Records from a point annotation dataset
========================
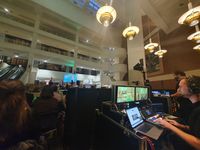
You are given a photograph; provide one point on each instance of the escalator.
(18, 73)
(12, 72)
(4, 71)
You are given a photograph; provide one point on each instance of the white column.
(135, 47)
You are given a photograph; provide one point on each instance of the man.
(178, 76)
(184, 105)
(189, 135)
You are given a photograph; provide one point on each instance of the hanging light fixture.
(106, 15)
(151, 46)
(130, 31)
(197, 47)
(160, 52)
(191, 17)
(195, 36)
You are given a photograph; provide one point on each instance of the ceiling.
(163, 14)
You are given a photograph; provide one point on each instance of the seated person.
(59, 97)
(186, 137)
(45, 111)
(14, 114)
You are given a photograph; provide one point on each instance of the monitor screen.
(69, 77)
(141, 93)
(134, 116)
(125, 94)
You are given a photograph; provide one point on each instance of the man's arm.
(190, 139)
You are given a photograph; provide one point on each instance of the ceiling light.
(195, 36)
(106, 15)
(6, 10)
(160, 52)
(16, 56)
(191, 17)
(130, 31)
(151, 46)
(197, 47)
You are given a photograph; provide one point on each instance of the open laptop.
(138, 124)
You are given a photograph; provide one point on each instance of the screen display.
(134, 116)
(125, 94)
(141, 93)
(70, 77)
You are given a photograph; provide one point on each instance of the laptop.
(138, 124)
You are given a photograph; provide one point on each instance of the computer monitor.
(125, 94)
(141, 93)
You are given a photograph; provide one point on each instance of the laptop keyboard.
(145, 128)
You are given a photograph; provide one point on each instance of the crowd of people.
(22, 122)
(22, 119)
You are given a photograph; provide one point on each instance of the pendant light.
(195, 36)
(160, 51)
(130, 32)
(106, 15)
(151, 46)
(191, 17)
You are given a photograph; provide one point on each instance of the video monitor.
(125, 94)
(141, 93)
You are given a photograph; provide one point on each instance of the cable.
(149, 141)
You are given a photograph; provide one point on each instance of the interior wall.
(180, 55)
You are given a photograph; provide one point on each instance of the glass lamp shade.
(130, 32)
(197, 47)
(160, 52)
(151, 46)
(195, 37)
(106, 15)
(191, 17)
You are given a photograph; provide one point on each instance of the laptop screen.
(134, 116)
(125, 94)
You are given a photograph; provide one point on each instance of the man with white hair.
(187, 136)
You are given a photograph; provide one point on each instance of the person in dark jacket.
(187, 137)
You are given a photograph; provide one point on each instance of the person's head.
(46, 92)
(178, 75)
(14, 109)
(189, 86)
(54, 88)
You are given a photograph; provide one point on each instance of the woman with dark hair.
(187, 136)
(45, 111)
(14, 113)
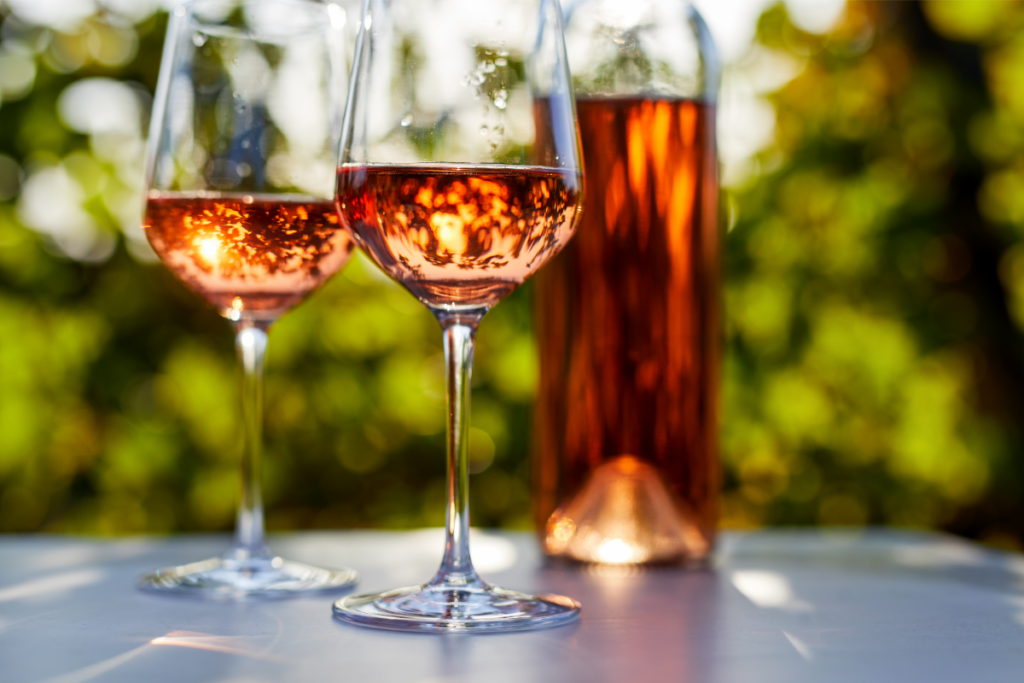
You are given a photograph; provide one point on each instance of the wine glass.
(459, 176)
(240, 208)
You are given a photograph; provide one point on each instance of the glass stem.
(250, 343)
(457, 566)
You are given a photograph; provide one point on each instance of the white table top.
(785, 606)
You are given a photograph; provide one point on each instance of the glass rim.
(312, 17)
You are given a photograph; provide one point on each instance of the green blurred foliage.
(872, 369)
(875, 306)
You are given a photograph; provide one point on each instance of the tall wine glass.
(459, 176)
(241, 172)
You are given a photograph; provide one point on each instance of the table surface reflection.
(779, 605)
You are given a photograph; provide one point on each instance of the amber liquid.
(459, 237)
(250, 256)
(628, 326)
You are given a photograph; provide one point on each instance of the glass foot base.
(225, 579)
(453, 609)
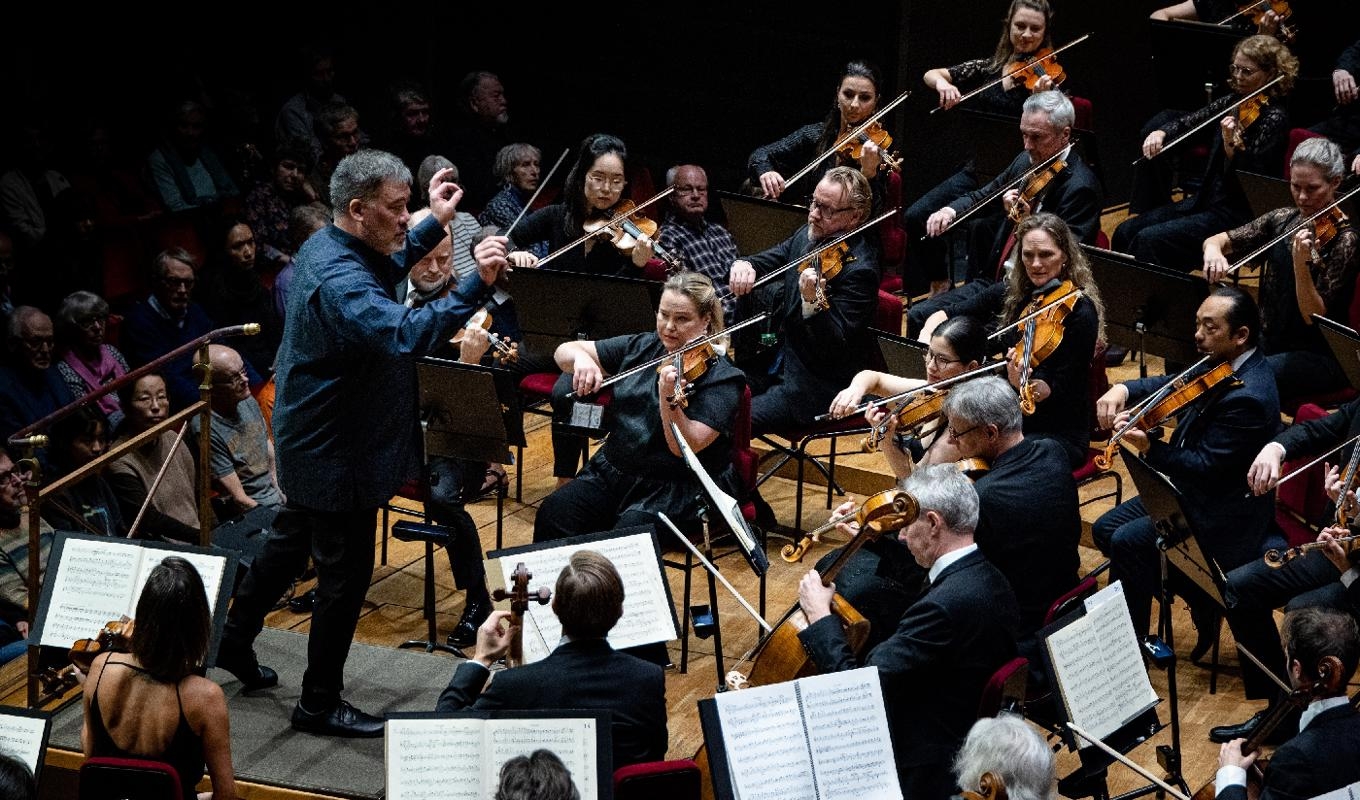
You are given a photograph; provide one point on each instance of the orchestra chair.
(119, 778)
(658, 780)
(794, 445)
(1005, 690)
(747, 461)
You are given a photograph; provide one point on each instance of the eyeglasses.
(599, 180)
(959, 434)
(939, 359)
(826, 210)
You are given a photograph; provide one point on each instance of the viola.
(853, 146)
(1042, 335)
(1037, 67)
(1166, 403)
(881, 510)
(520, 597)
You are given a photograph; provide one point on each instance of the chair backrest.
(1005, 689)
(658, 780)
(117, 778)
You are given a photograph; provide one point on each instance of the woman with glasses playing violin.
(639, 470)
(1249, 138)
(1311, 271)
(592, 193)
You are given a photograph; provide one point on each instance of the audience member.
(85, 361)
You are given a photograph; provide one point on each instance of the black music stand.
(1148, 308)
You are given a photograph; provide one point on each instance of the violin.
(690, 366)
(502, 350)
(1042, 336)
(853, 147)
(883, 510)
(1166, 403)
(520, 597)
(1041, 64)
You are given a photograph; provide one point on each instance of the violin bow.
(1212, 119)
(612, 222)
(849, 136)
(1013, 72)
(820, 249)
(1291, 231)
(680, 350)
(1024, 177)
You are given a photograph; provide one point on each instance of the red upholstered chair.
(117, 778)
(658, 780)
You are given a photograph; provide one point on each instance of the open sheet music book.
(459, 755)
(23, 735)
(822, 738)
(1098, 665)
(94, 580)
(648, 612)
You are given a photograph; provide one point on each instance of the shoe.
(252, 675)
(465, 633)
(340, 720)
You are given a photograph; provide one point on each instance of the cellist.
(944, 648)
========================
* Task details
Give the stretch of the records from the line containing "of the viola." through the line containing "(1148, 308)" as a Markdown table with the columns Row and Record line, one row per line, leaving out blank lines.

* Finished task
| Row | Record line |
|---|---|
| 1 | You are given a photograph; provide one point on each instance of the viola. |
| 2 | (853, 146) |
| 3 | (1042, 335) |
| 4 | (1037, 67) |
| 5 | (1166, 403) |
| 6 | (881, 510) |
| 7 | (520, 597) |
| 8 | You are given a photograph; provide one point on each instance of the chair backrest. |
| 9 | (1005, 689) |
| 10 | (658, 780) |
| 11 | (117, 778) |
| 12 | You are given a photograph; provide one point on each instance of the woman with glasses playing violin. |
| 13 | (639, 470) |
| 14 | (1249, 138) |
| 15 | (1311, 271) |
| 16 | (592, 193) |
| 17 | You are given a photograph; provide one point on each instance of the audience member. |
| 18 | (85, 361) |
| 19 | You are given a photograph; provide one point on each instance of the black music stand. |
| 20 | (1148, 308) |